Reproduce each of the rows below word for word, line for line.

------ Records for this task

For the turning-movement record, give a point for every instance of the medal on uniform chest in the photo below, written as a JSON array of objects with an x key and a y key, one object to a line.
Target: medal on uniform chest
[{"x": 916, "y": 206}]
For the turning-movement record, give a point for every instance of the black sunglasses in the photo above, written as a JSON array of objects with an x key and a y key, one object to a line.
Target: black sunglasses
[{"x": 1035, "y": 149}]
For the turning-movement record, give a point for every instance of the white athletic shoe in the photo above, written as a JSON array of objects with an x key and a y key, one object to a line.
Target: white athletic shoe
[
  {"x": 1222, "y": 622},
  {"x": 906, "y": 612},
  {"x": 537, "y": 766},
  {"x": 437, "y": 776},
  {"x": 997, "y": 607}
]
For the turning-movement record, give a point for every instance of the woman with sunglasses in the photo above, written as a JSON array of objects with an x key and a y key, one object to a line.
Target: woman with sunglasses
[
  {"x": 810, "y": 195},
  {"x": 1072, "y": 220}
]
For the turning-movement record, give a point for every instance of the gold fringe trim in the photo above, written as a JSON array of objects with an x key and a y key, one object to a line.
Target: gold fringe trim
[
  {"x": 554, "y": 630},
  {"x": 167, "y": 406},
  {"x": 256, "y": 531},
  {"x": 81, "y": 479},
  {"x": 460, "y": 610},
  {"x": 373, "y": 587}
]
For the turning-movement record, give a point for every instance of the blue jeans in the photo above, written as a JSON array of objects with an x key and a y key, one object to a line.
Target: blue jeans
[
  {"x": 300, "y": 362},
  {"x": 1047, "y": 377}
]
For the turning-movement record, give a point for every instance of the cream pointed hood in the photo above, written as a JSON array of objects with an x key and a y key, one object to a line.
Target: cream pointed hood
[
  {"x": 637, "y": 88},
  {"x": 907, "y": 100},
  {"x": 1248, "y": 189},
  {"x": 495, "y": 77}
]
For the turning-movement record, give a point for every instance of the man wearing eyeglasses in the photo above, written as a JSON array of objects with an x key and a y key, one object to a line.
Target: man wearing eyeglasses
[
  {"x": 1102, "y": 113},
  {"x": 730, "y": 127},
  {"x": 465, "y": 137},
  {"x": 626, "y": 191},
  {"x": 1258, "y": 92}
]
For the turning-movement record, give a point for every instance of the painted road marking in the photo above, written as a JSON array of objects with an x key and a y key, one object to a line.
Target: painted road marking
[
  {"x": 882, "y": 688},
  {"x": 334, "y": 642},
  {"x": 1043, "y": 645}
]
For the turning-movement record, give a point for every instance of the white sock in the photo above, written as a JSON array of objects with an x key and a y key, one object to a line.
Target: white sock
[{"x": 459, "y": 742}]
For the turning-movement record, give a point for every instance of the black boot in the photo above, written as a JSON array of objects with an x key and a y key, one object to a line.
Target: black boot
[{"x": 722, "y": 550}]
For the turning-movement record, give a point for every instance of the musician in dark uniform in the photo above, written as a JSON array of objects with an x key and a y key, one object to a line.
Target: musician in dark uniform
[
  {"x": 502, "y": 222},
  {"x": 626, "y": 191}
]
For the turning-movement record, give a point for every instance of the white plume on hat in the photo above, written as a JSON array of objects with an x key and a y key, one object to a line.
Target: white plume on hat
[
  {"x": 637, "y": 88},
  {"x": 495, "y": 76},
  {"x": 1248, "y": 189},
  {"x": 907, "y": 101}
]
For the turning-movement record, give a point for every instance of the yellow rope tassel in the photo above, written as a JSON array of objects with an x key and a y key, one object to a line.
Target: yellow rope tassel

------------

> **Solution**
For the turning-movement record, give a point for every instance of the medal on uniform chest in the photo below, written as a JSON array of objects with an x key and a y key, one object to a line.
Target: medal on uniform chest
[{"x": 916, "y": 206}]
For the turning-movement record, give a point for every instance of the black sunglasses in the photo above, written as a JSON array of objects with an x key and a y key, one object to a line.
Target: black sunglasses
[{"x": 1035, "y": 149}]
For the turning-movement record, give a point for every instance of the white athletic shoe in the photo above, written as a JSON array of objects with an x key and a y key, one object to a line.
Target: white athletic shoe
[
  {"x": 1222, "y": 622},
  {"x": 906, "y": 612},
  {"x": 537, "y": 766},
  {"x": 437, "y": 776},
  {"x": 997, "y": 607}
]
For the turning-movement record, give a point for every instance of the woman with sunglasses in the photo above, written as a JSON array of objects with an x key and a y key, one object to a line.
Target: woman with sunglasses
[
  {"x": 810, "y": 195},
  {"x": 1072, "y": 220}
]
For the turning-movement record, give a point for every instance of the gold fringe trim in the photo above, written as a JSON array of objects with an x key and a y key, one object to a line.
Target: gold fringe trim
[
  {"x": 554, "y": 630},
  {"x": 167, "y": 406},
  {"x": 256, "y": 531},
  {"x": 81, "y": 479},
  {"x": 460, "y": 610},
  {"x": 373, "y": 587}
]
For the turning-movement record, give a point for every instance of the blue jeans in the photo above, written as a JSON array of objects with an x key and a y key, one object to a line.
Target: blue jeans
[
  {"x": 300, "y": 362},
  {"x": 1047, "y": 377}
]
For the turning-movement record, give a point for every instance of the cream pointed hood in the photo above, written as a JSON array of objects with an x key and a y key, one object to a line.
Target: cream pointed hood
[
  {"x": 637, "y": 88},
  {"x": 907, "y": 100},
  {"x": 1248, "y": 189},
  {"x": 495, "y": 77}
]
For the turning-movement record, give a point for every instance of the man wearing eyeglasses in the photo above, written as a JSON array of objects with an x key and a y key, one object to a line.
Target: man wearing eyeglasses
[
  {"x": 1102, "y": 113},
  {"x": 730, "y": 127},
  {"x": 465, "y": 137},
  {"x": 626, "y": 191},
  {"x": 1258, "y": 92}
]
For the turning-movement record, give a point for every instance of the painted road marking in the photo above, written as a JSON array of objects with an x key and a y key, one object to a line.
Target: painted road marking
[
  {"x": 882, "y": 688},
  {"x": 334, "y": 642},
  {"x": 1043, "y": 645}
]
For the turning-movement record, give a point for every instance of the white sock in the photo above, written as a JSON array of objects with an x key and a y key, one object to a line.
Target: white sock
[{"x": 459, "y": 742}]
For the turning-movement record, give a point for every instance of the black boot in the photo above, written as a JSON array of objects with an x key and a y key, one object to a line.
Target: black boot
[{"x": 722, "y": 550}]
For the turning-movement record, give a point for every instance of the musician in dark uniform in the photo above, written as a JSON array of objects with an x key and a y key, one object to a line.
Target: musician in dark uniform
[
  {"x": 502, "y": 222},
  {"x": 626, "y": 191}
]
For the turning-movement record, give a point for every instance of the white plume on hat in the photo above, written as a JSON array of objects with an x key and a y key, one object to a line.
Target: white plume on hat
[
  {"x": 637, "y": 88},
  {"x": 495, "y": 76},
  {"x": 1248, "y": 189},
  {"x": 907, "y": 101}
]
For the turning-movement record, give a point for every instance of the yellow rope tassel in the photo above, written as a JSON array of objects with an x key and a y key, one object to a line.
Target: yellow rope tassel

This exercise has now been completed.